Dataset entries:
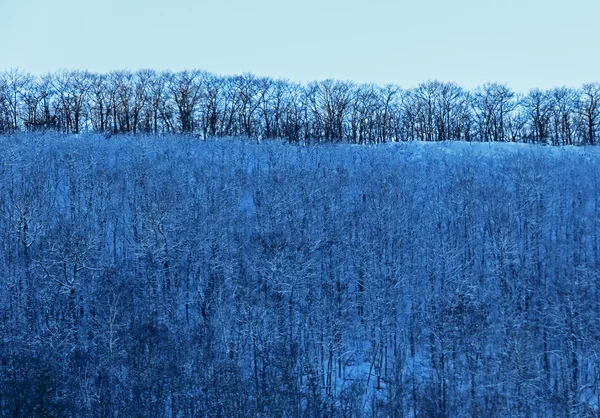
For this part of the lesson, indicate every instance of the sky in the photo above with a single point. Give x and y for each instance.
(523, 43)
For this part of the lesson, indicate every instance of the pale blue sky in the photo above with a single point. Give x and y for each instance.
(524, 43)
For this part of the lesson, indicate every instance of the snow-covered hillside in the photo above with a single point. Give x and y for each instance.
(176, 277)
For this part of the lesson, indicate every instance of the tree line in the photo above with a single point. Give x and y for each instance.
(185, 278)
(209, 105)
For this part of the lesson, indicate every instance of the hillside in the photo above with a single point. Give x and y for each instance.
(171, 276)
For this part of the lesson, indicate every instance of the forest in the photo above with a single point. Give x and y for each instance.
(200, 103)
(172, 276)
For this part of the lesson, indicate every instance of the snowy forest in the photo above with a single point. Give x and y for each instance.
(172, 276)
(208, 105)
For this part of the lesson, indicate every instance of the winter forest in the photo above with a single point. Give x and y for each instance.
(207, 105)
(191, 245)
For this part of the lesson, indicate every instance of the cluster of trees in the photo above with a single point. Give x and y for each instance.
(144, 277)
(204, 104)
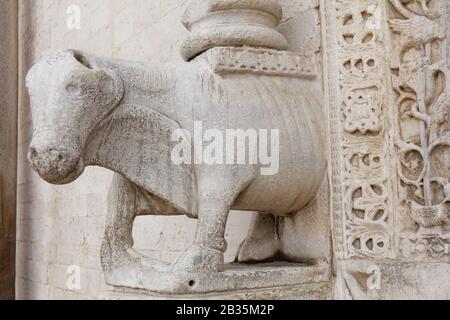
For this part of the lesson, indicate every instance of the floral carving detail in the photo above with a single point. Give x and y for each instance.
(421, 82)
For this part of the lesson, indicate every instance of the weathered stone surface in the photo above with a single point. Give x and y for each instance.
(123, 115)
(8, 146)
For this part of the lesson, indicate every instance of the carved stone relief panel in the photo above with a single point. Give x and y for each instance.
(420, 73)
(362, 191)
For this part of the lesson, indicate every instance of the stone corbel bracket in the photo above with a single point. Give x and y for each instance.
(121, 115)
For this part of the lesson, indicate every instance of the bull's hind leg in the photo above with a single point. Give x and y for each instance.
(117, 254)
(217, 193)
(262, 242)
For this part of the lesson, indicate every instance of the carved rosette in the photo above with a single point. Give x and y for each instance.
(362, 191)
(420, 80)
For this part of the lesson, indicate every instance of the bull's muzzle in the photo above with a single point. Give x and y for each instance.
(57, 166)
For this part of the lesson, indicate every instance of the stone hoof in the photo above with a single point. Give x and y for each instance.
(199, 258)
(255, 249)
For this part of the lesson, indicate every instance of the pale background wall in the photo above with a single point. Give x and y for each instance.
(59, 226)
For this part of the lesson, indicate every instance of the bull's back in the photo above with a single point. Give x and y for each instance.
(293, 107)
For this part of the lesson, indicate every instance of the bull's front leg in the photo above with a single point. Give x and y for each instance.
(117, 254)
(207, 253)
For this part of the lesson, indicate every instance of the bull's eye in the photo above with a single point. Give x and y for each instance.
(72, 88)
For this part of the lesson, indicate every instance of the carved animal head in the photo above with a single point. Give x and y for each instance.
(69, 98)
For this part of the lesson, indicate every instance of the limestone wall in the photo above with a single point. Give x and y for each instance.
(62, 226)
(8, 140)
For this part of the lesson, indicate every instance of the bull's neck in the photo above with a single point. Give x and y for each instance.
(151, 85)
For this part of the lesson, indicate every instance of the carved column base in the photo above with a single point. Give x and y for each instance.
(264, 281)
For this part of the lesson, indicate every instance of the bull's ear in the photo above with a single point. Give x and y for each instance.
(111, 85)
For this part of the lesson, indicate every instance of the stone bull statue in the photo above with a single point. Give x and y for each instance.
(90, 111)
(122, 115)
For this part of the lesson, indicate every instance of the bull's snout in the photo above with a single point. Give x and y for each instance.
(53, 164)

To do: Leaving out the pictures, repeat all of the entries exactly.

Task answer:
For this part of the lesson, indicate every instance of the sky in the photo above with a single point. Give x and y for each instance.
(523, 43)
For this part of the lesson, indicate every instance of the pale blue sky in the photo above with a single point. Give x and y for each instance.
(524, 43)
For this part of the lesson, indicate every instance of the snow-covered hillside in the photo above with a single point. Give x and y for each instance.
(176, 277)
For this part of the lesson, indicate every instance of the tree line in the photo above with a single point. Give x and y for each instance.
(185, 278)
(209, 105)
For this part of the lesson, indicate every instance of the hillside in the photo above with a single point. Give x and y for each instance.
(171, 276)
For this part of the lesson, indicate every instance of the forest in the photo above with a single point. Give x and y for each instance.
(200, 103)
(172, 276)
For this part of the lesson, indicate every instance of the snowy forest in the photo above with a single point. Give x and y for each instance.
(172, 276)
(208, 105)
For this part of the lesson, indicate every instance of the winter forest in the photo above with a single point. Give x and y for each instance.
(207, 105)
(191, 245)
For this part of the lesson, indicate every instance of the cluster of trees in the photo above with a single point. Give x and y for each instance.
(144, 277)
(204, 104)
For this part of the lesson, indicate every instance of the floral carving detail in the photo above with a single point. Give x and y for each instance.
(421, 82)
For this part of the lesson, indicate every instance of the weathered stone surface in the photo above with a single point. Give x and y for each instance.
(123, 115)
(8, 146)
For this part of the lesson, indicate every instance of the carved stone relief panel in the photo above with a single point. Give x and y for each instance.
(420, 73)
(362, 191)
For this part of the lesson, indicate every instance of the stone corbel bracket in the photo above with a single point. Give x and y for each instance.
(121, 115)
For this part of the lesson, indicate every instance of the bull's hind leg in the photo above with a single point. Give x and y for each instance.
(117, 254)
(217, 193)
(262, 242)
For this part of the lesson, indicate every instance of the carved rosette in the photo above with a single point. Give x and y for each instance.
(362, 191)
(420, 80)
For this part of the lesson, indicate every instance of the bull's muzzle in the photo above with a single point. Give x and y for each instance.
(57, 166)
For this part of the lesson, indicate every instance of the stone hoof in the photo above with a single point. Give x and y for each instance.
(199, 258)
(255, 249)
For this part of the lesson, indicate every instance of the pale background wall in the photo above with a single point. Give x and y for each instance.
(59, 226)
For this part of the lesson, indicate every instance of the bull's back in the photo above with a single point. Give x and y for each instance.
(293, 107)
For this part of the lesson, indicate every instance of the bull's front leg in the photo above with a single point. Give x and y for each instance.
(117, 254)
(207, 253)
For this part of the lesson, indicate every instance of the bull's eye in the photo above with a single point. Give x and y for each instance.
(72, 88)
For this part of the lesson, indicate every instance of the carved animal head in the photo above with a single point. Give x and y for each instance.
(69, 98)
For this part of the lesson, indicate every instance of the limestone wall in the photo above with a single point. Give x and y for each instance.
(62, 226)
(8, 140)
For this part of the lesson, indicate every instance of the bull's neck in the photo above with a single point. Give x and y for each instance.
(151, 85)
For this part of the lesson, indicate every instance of the carved column base in the photo above with a single point. Give x and y for each instance.
(264, 281)
For this part of the lesson, indicate every instance of the bull's ear in the photo above with a single point. Give x and y for each instance.
(111, 85)
For this part of the lesson, indicate every instance of the stone bull statue in the photo above with a single point. Give x and y for each instance.
(90, 111)
(122, 115)
For this part of the lesson, indicate every instance of the bull's snout in the photo above with a single point. Give x and y for each instance.
(53, 164)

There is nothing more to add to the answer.